PROMPT. What you return must be every line below that includes the word "cloud".

THE DATA.
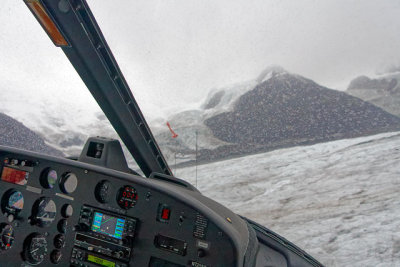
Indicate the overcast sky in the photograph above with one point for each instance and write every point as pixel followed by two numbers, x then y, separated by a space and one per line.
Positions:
pixel 172 52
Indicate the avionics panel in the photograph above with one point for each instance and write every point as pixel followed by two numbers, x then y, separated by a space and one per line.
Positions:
pixel 67 213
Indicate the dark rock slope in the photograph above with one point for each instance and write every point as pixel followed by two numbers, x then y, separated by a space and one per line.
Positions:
pixel 288 110
pixel 15 134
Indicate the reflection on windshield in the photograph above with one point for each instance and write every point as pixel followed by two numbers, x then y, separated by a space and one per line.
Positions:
pixel 286 112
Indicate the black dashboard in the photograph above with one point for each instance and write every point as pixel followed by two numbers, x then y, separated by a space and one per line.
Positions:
pixel 62 212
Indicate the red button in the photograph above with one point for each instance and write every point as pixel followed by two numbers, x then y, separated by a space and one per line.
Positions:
pixel 165 214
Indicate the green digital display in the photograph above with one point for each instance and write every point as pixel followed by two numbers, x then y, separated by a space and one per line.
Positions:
pixel 100 261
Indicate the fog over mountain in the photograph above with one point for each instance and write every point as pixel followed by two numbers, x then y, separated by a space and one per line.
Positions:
pixel 277 109
pixel 382 91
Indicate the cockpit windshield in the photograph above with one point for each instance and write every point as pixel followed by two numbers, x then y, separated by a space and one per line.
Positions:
pixel 287 112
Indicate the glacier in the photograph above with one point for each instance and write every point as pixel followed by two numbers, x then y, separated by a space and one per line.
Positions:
pixel 339 200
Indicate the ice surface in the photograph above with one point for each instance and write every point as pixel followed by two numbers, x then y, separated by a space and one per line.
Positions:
pixel 339 201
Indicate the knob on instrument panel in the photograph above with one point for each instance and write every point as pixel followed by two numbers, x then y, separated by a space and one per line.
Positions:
pixel 48 178
pixel 12 202
pixel 68 183
pixel 44 211
pixel 6 236
pixel 35 248
pixel 127 197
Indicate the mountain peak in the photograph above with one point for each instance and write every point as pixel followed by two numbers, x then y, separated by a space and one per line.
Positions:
pixel 269 72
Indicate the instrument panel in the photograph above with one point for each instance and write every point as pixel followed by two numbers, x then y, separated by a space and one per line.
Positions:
pixel 62 212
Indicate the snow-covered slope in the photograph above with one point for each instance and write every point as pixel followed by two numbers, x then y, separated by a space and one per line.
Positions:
pixel 339 200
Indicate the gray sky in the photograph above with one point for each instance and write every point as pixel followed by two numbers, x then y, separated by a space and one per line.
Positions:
pixel 173 52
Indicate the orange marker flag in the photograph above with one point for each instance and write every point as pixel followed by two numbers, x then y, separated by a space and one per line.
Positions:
pixel 174 135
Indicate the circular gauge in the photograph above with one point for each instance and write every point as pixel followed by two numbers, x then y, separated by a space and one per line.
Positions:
pixel 6 236
pixel 49 178
pixel 68 183
pixel 12 202
pixel 127 197
pixel 102 191
pixel 44 212
pixel 36 248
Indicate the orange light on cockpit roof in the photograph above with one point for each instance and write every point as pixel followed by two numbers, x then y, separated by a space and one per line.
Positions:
pixel 47 23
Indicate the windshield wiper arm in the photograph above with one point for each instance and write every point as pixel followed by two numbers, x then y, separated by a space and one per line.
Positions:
pixel 93 60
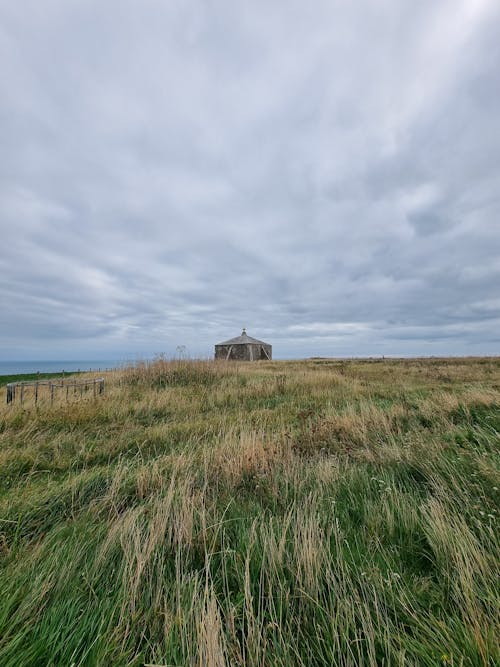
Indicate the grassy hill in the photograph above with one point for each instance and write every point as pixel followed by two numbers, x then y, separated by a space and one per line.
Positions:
pixel 278 513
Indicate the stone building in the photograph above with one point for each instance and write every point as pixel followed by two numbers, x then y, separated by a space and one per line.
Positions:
pixel 243 348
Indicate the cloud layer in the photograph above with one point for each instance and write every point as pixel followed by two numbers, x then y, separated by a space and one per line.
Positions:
pixel 325 173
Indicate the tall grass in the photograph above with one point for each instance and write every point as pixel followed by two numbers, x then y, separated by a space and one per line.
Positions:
pixel 276 513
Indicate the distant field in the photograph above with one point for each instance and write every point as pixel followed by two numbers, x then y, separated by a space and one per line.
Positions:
pixel 320 512
pixel 24 377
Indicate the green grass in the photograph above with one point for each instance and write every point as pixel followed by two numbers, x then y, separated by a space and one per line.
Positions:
pixel 278 513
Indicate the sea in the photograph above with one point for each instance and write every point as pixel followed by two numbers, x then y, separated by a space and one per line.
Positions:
pixel 18 367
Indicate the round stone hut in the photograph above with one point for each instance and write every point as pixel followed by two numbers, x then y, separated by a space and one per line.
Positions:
pixel 243 348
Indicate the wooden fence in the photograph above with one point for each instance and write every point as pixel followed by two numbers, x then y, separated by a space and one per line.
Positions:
pixel 21 390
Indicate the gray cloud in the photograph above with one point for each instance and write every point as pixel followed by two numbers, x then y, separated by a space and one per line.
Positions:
pixel 325 173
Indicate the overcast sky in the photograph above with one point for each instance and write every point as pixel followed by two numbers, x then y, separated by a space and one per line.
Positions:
pixel 325 173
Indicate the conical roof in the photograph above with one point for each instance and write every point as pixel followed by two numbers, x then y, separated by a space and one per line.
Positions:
pixel 244 339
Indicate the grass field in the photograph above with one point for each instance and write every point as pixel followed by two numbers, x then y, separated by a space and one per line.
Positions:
pixel 25 377
pixel 278 513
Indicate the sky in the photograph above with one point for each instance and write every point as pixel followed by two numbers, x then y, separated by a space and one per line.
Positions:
pixel 323 173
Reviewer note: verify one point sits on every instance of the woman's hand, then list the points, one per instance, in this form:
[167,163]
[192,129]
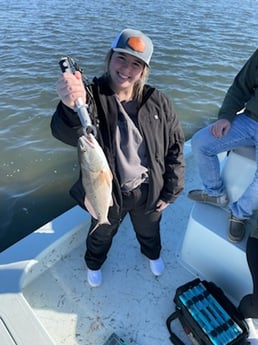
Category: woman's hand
[70,87]
[161,205]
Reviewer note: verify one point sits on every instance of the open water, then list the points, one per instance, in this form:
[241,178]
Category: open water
[199,47]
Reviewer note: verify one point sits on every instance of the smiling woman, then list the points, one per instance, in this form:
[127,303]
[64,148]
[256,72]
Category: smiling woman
[142,185]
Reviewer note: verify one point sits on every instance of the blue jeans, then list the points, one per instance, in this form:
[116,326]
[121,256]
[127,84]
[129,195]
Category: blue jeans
[205,146]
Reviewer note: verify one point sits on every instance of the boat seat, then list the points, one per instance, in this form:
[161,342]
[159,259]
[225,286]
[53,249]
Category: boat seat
[205,249]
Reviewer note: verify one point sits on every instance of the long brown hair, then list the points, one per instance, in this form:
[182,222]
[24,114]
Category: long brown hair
[139,85]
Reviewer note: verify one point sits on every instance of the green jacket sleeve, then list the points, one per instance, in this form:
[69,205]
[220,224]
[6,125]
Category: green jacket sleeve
[242,93]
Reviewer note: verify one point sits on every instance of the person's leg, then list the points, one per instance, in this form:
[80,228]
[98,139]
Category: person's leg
[248,202]
[147,228]
[99,242]
[146,223]
[206,147]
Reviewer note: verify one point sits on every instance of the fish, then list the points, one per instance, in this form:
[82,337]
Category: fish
[96,179]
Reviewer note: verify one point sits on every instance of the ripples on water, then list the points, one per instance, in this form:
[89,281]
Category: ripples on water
[199,47]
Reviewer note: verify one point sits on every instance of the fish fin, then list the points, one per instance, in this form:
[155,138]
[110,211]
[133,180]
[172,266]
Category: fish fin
[106,176]
[89,208]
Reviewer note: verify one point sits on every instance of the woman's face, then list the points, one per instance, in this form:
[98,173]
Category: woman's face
[124,70]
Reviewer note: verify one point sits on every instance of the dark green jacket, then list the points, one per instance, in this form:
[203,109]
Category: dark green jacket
[160,128]
[243,92]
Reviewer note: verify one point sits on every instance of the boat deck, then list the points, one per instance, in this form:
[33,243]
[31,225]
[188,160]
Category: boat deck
[45,298]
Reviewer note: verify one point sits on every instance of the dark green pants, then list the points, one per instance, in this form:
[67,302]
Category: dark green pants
[146,226]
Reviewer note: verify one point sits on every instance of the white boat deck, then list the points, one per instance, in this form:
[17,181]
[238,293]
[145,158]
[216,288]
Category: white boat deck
[45,298]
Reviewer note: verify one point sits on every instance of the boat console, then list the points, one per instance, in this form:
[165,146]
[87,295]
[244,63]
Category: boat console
[206,250]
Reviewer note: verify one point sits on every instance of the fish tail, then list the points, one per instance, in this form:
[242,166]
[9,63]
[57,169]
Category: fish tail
[97,225]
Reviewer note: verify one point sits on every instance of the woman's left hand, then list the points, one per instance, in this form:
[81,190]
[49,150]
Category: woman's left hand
[161,205]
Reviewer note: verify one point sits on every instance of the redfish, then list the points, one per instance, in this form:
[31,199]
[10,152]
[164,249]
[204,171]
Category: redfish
[96,179]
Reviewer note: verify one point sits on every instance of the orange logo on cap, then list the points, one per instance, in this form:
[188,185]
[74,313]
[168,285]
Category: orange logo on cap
[136,43]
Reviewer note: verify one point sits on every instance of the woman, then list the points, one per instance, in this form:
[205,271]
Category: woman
[142,140]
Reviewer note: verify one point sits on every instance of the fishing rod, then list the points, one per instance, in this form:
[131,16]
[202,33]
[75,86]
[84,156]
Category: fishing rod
[67,64]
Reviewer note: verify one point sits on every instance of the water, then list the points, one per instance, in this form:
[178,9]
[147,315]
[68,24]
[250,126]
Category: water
[199,47]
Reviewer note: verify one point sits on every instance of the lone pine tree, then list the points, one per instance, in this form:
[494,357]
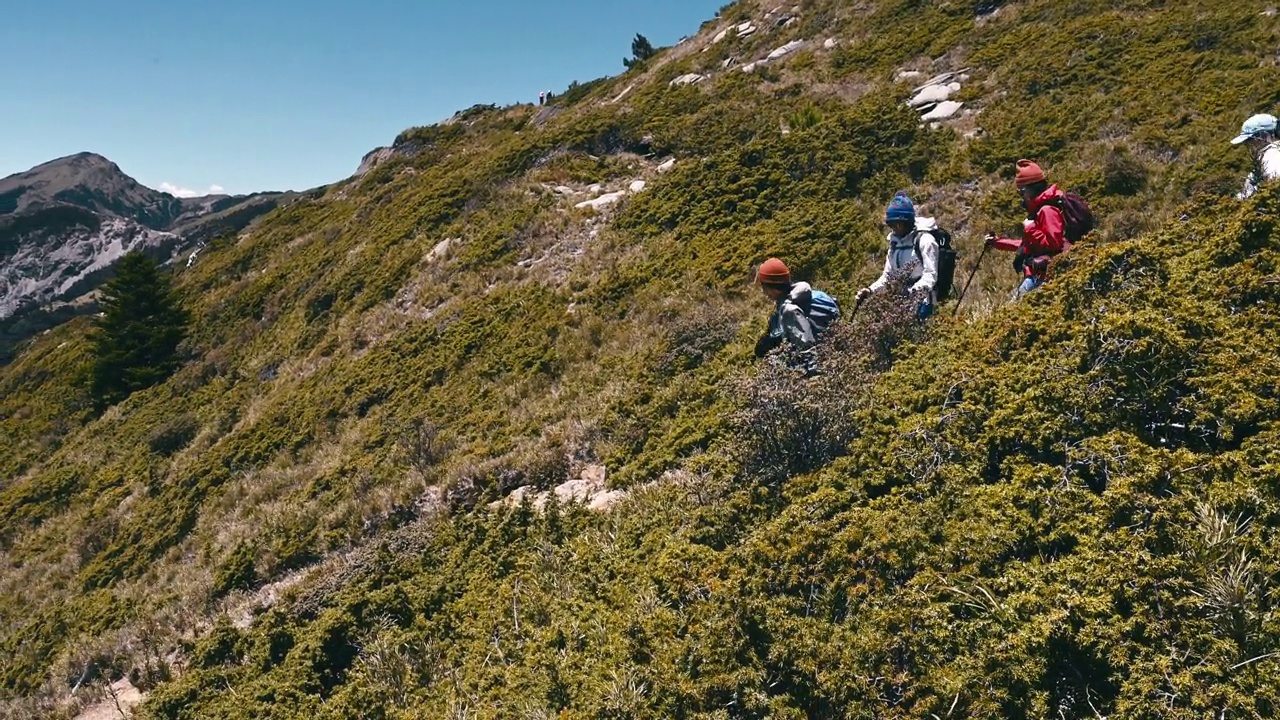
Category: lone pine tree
[136,338]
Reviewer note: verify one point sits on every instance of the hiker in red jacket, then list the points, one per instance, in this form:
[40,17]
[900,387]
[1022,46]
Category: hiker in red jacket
[1043,229]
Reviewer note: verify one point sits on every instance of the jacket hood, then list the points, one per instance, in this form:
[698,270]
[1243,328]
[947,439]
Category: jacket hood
[800,294]
[1043,199]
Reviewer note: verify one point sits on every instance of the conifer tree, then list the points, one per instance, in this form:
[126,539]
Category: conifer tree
[640,51]
[136,338]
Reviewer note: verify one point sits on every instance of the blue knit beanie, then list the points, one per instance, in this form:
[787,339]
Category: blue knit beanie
[900,209]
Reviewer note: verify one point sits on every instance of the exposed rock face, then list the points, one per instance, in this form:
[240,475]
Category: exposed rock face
[56,261]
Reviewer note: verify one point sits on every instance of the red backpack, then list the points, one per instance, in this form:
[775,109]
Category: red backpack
[1077,215]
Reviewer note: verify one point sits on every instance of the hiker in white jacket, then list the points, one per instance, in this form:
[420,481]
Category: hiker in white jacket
[912,249]
[1260,133]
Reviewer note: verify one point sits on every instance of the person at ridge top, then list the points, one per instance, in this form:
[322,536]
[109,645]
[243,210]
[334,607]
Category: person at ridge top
[904,254]
[1260,135]
[1043,229]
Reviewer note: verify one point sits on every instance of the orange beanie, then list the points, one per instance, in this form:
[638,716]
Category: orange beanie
[1028,173]
[773,272]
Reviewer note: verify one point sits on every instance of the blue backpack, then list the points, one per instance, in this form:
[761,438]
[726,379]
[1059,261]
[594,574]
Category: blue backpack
[822,311]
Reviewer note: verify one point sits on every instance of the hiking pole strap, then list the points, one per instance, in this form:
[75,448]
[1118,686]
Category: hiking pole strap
[972,273]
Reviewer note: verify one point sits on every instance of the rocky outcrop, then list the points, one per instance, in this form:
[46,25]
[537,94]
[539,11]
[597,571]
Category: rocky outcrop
[689,78]
[589,488]
[933,98]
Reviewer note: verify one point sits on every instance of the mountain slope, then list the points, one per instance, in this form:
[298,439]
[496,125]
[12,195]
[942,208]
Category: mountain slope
[91,182]
[64,223]
[1036,510]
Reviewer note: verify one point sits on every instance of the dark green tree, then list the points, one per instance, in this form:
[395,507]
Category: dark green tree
[640,51]
[136,338]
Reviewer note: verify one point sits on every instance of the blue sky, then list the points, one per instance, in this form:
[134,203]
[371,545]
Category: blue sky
[288,94]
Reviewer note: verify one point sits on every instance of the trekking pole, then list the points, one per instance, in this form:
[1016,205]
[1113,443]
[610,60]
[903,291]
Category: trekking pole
[972,273]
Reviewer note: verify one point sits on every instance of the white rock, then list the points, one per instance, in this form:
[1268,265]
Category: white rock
[439,250]
[577,490]
[938,80]
[602,201]
[595,474]
[786,49]
[944,110]
[606,500]
[931,94]
[690,78]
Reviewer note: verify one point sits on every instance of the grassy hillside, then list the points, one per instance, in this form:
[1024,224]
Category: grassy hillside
[1060,507]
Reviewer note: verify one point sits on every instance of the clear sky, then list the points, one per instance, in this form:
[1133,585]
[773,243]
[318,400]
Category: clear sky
[248,95]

RESULT.
Indicate the cloud layer in the photograph above with one point for each instance and write every point as pixel followed by two numbers, x then y, separated by a space and one per line.
Indicate the gray cloud in the photograph above with one point for each instance and write every point as pixel followed by two numbers, x then y, separated by a space and one per line.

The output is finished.